Reproduce, character for character, the portion of the data below that starts at the line containing "Screenshot question: what is the bounding box of the dried" and ends at the line containing "[168,52,832,375]", including both of those lines.

--- BEGIN ---

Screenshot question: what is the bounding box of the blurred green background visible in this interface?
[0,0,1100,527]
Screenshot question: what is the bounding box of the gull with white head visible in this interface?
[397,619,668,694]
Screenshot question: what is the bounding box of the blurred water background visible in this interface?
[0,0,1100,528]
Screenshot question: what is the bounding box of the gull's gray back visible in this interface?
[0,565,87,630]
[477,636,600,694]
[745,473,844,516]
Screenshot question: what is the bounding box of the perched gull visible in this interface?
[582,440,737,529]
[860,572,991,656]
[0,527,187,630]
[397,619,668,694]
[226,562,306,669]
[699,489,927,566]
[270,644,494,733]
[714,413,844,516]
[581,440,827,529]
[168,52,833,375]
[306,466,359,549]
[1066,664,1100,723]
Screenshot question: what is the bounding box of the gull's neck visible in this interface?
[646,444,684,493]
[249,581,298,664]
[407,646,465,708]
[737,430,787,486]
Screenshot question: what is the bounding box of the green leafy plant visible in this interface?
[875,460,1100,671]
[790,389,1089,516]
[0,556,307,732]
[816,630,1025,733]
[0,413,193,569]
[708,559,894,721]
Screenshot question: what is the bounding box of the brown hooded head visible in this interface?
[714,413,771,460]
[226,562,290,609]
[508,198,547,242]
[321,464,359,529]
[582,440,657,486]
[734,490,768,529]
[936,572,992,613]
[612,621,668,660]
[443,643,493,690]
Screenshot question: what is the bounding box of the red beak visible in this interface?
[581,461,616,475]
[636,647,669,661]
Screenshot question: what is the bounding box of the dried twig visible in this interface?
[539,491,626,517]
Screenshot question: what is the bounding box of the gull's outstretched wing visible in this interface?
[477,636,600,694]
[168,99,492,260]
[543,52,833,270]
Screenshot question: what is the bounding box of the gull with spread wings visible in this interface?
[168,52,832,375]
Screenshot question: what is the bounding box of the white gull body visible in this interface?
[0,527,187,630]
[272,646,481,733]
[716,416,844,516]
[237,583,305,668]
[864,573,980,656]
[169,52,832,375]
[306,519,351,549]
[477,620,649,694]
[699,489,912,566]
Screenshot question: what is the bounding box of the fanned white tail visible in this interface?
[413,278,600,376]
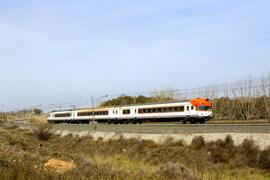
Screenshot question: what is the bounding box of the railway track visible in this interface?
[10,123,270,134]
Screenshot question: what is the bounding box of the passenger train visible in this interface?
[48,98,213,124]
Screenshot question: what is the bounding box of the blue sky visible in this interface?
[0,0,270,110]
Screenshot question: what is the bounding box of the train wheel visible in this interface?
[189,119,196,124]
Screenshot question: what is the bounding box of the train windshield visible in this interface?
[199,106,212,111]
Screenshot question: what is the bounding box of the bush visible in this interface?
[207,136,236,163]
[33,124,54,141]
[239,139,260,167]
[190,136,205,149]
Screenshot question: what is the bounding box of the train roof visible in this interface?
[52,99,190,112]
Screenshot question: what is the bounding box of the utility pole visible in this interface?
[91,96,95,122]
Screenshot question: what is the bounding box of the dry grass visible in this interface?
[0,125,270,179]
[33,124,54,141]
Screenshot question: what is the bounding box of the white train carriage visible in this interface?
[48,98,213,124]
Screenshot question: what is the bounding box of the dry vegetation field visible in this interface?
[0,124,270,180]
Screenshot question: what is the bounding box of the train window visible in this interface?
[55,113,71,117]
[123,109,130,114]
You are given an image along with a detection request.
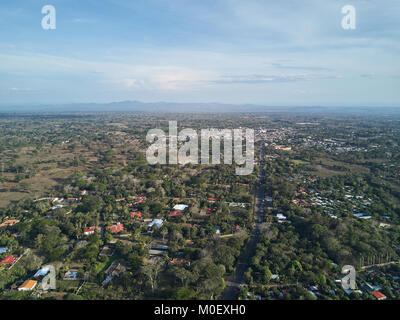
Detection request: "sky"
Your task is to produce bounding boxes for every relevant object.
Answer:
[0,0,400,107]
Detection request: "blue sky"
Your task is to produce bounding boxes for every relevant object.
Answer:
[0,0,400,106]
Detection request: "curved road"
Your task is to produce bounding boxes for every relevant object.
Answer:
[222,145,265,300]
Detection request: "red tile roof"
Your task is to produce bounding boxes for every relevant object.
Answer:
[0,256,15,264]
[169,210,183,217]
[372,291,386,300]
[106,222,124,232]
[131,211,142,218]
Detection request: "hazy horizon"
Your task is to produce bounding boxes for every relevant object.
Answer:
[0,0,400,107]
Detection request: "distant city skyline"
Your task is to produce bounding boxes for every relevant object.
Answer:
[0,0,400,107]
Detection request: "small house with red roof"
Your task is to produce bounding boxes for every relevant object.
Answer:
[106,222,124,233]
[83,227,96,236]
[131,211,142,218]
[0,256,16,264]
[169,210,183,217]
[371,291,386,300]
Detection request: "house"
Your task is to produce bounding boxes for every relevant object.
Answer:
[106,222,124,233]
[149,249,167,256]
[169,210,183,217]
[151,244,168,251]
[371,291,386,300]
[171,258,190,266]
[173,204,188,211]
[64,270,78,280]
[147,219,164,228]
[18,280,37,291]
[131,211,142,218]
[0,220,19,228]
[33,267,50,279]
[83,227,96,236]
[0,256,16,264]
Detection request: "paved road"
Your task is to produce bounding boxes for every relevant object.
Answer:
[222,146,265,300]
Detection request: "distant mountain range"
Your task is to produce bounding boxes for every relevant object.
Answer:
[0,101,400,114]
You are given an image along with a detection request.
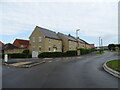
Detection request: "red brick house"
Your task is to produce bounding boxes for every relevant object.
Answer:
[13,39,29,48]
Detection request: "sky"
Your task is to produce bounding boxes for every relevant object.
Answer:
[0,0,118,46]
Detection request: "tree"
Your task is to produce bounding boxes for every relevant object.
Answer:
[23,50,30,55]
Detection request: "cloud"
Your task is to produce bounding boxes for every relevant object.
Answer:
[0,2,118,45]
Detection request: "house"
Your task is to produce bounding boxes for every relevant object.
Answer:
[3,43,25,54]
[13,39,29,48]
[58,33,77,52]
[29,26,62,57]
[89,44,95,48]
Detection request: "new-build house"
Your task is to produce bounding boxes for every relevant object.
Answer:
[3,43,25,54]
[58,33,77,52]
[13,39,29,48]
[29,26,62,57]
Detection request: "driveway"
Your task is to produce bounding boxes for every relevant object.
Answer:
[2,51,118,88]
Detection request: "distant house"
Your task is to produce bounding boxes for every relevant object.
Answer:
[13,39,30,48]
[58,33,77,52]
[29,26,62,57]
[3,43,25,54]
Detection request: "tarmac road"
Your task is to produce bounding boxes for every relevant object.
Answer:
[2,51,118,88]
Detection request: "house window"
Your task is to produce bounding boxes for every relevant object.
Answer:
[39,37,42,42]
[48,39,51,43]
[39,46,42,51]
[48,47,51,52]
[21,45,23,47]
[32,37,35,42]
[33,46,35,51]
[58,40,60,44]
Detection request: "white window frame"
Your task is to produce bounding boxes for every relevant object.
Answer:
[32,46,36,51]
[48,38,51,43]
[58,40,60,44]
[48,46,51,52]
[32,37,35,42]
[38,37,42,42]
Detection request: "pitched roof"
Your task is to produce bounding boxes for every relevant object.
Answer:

--- END ---
--- BEGIN ---

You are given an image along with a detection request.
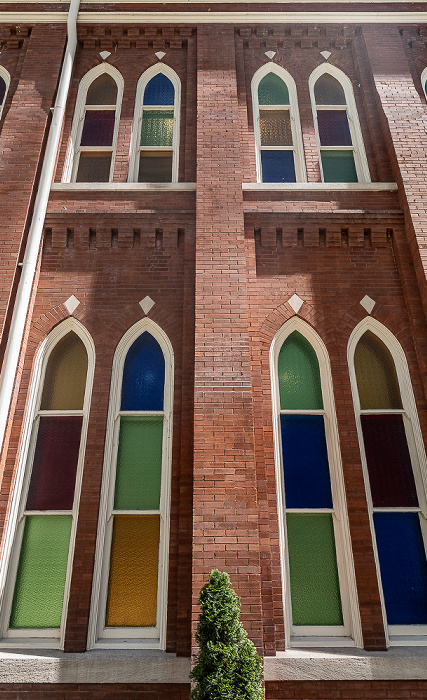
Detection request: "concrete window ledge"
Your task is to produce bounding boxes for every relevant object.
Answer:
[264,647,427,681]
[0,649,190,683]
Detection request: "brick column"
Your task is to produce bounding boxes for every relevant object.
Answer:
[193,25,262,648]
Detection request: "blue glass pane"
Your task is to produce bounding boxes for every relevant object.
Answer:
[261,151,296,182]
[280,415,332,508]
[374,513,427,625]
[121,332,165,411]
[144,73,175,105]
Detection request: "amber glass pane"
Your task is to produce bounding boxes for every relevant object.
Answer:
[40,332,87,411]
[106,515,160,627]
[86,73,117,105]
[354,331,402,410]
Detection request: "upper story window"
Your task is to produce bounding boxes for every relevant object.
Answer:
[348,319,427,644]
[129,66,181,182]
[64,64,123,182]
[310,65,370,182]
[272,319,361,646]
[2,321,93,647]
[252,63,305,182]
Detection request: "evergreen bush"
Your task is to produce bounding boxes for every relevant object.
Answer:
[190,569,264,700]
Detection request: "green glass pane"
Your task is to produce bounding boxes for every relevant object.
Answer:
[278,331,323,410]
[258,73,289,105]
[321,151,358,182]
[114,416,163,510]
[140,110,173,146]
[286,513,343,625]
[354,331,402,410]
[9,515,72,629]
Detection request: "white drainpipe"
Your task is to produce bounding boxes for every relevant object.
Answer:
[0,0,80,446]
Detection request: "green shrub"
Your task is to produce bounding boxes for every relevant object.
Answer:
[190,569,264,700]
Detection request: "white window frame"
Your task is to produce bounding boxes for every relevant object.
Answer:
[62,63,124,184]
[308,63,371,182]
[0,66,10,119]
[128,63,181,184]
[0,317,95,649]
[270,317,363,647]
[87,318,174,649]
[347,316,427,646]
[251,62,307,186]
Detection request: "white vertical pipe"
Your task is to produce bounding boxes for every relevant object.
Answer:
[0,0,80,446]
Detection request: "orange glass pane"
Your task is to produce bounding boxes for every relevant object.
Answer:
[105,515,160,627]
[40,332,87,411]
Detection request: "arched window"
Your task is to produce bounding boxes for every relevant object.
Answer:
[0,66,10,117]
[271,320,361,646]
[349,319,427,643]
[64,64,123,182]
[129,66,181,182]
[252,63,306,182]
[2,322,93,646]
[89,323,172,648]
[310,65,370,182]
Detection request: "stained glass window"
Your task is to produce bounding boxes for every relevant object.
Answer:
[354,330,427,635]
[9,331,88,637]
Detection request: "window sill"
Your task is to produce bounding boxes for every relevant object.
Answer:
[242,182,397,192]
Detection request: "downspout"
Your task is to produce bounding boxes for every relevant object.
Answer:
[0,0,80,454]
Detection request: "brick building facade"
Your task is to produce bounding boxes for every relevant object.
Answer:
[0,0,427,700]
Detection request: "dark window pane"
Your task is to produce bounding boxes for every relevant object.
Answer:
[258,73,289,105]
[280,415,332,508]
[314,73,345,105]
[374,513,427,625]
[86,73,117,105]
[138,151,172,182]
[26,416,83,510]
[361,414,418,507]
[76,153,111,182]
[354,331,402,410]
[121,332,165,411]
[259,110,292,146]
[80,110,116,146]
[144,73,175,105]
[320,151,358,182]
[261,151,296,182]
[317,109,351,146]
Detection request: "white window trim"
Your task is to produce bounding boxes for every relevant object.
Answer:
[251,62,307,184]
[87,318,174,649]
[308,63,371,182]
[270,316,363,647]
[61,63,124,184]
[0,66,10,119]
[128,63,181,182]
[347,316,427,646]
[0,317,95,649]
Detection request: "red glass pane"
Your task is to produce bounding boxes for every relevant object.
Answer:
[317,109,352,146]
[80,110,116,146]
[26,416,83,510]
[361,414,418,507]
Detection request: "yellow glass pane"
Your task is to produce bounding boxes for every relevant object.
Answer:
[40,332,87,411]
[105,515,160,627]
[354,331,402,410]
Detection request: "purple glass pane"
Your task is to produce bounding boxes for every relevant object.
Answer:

--- END ---
--- BEGIN ---

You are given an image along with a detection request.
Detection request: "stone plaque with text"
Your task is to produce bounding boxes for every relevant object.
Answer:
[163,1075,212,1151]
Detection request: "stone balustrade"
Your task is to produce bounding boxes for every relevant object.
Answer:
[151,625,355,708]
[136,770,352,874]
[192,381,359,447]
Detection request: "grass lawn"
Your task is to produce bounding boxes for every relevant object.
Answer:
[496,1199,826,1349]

--- END ---

■ **COMPLETE OUTPUT**:
Screenshot question: what is the bounding box of the dried twig visible in this interface?
[539,491,626,517]
Screenshot question: what is the bounding box of the gull's outstretched wing visible in this interface?
[477,636,600,694]
[168,99,492,260]
[543,52,833,270]
Screenshot question: what is the bounding box of the gull with spread wings visible in this interface?
[168,52,832,375]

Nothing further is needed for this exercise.